» What needs to be done: Decide whether each statement below agrees with the blog post about the Math Genealogy Project. Answer yes or no for each, quoting the words of the post that decide it: (a) The writer of the post earned a doctorate in mathematics. (b) Chern completed his doctorate at the University of Hamburg in 1936. (c) Stuart Smith received his doctorate from UC Davis.

» Extract provided:
--------------------------------------------------
Wednesday, January 7, 2009

Wednesday Math, Vol. 55: A bastard grandson pays his respects

North Dakota State University runs a very cool website called the Math Genealogy Project. If you type in the name of somebody who has a doctorate in math, the odds are very good that person will be on the list, and you will get the information of when he or she got the doctorate and who that person's advisor was. If the person whose name you typed has advised people who also have completed doctoral work, they will be listed as well. This way, you can wander around the field of mathematics, seeing who is related to whom through the relationship of advisors.


You would not find Matty Boy's name on the list, because Matty Boy never got a doctorate. Had I completed studies at UC Davis, I probably would have studied with Jesus De Loera, but that is just speculation. I did get my master's degree, however, and though the school where I got my degree did not require a dissertation, the work I did on a computer program called sc_classify is probably just a few bells and whistles away from being worth a master's thesis, and I did this work with Stuart Smith, who to this day is still the greatest math professor I ever had, and the setter of a standard of quality of instruction I try to reach, though I probably never will.



While I am an unlisted mathematical son of Stuart Smith, Stu got his doctorate at UC Berkeley studying with Shiing Shen Chern, who many consider to be the greatest mathematician ever to have been born in China. After doing his undergraduate work in China, Chern's brilliance was noted by many at international conferences and he was invited to do his doctoral work at the University of Hamburg under Wilhelm Blaschke, a degree he earned in 1936. Chern's field was differential geometry, and he did important work of a fundamental nature in the field, so much so that a major concept in differential geometry are called Chern classes in his honor.
--------------------------------------------------
» Collected data:
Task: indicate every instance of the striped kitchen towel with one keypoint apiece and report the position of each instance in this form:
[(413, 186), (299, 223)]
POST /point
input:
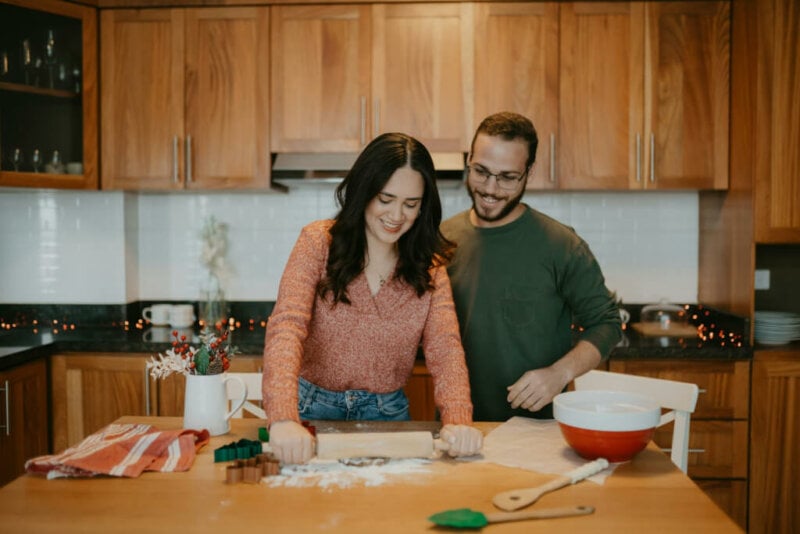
--------------------------------------------------
» Answer to the problem:
(a) No: "Matty Boy never got a doctorate."
(b) Yes: "he was invited to do his doctoral work at the University of Hamburg under Wilhelm Blaschke, a degree he earned in 1936."
(c) No: "Stu got his doctorate at UC Berkeley studying with Shiing Shen Chern."